**Task description**
In the listing, take the stretch from the line containing "Locate the hardwood" through the line containing "[[509, 323]]" and switch "hardwood floor" to "oak floor". Return only those lines, with everything else unchanged.

**Material provided**
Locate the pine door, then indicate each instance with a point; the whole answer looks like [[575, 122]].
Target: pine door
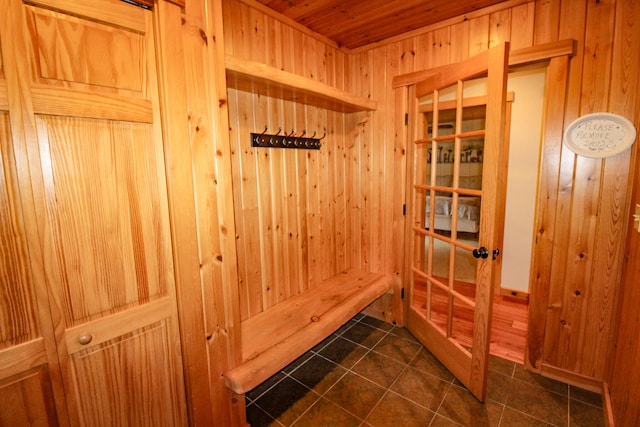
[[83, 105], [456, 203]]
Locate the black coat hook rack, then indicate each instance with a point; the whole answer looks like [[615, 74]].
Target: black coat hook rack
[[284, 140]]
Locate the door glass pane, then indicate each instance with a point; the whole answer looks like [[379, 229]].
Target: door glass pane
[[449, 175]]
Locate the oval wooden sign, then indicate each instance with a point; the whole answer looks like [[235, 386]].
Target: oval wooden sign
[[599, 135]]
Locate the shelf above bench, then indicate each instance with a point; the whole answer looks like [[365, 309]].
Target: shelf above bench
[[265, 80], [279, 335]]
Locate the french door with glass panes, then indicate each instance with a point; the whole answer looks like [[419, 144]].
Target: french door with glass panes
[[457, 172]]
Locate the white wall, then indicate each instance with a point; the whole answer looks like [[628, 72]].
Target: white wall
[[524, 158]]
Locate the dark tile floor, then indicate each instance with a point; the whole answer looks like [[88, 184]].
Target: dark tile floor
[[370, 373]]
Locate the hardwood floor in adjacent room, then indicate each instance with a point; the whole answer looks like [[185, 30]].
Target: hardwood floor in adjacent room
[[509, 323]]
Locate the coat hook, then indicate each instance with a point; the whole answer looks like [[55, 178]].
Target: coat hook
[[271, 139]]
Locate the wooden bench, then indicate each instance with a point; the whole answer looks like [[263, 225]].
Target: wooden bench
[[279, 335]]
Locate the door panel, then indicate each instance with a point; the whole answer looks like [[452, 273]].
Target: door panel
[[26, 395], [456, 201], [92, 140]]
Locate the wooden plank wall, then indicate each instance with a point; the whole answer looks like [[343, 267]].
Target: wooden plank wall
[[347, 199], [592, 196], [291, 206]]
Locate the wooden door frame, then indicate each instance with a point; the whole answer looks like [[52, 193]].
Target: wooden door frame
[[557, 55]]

--

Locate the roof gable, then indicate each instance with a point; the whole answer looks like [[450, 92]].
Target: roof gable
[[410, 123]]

--

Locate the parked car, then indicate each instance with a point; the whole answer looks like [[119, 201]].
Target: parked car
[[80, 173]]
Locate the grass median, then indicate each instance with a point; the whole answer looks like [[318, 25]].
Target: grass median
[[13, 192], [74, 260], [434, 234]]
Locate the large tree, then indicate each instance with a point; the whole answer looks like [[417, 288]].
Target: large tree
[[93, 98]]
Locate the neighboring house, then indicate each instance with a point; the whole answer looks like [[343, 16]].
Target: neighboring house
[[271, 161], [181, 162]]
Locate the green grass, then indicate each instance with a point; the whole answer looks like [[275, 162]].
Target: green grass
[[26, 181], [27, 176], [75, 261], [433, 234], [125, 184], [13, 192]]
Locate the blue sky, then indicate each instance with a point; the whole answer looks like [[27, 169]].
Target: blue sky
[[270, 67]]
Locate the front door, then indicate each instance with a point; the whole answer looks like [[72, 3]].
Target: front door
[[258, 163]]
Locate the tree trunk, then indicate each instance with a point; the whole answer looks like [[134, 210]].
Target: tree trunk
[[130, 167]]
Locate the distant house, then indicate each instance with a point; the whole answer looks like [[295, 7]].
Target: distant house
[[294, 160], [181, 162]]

**Full solution**
Locate the oak floor in adjacent room, then indicate each instance with a point; the whole answer looks like [[185, 30]].
Target: oak floor in adjacent room
[[509, 323]]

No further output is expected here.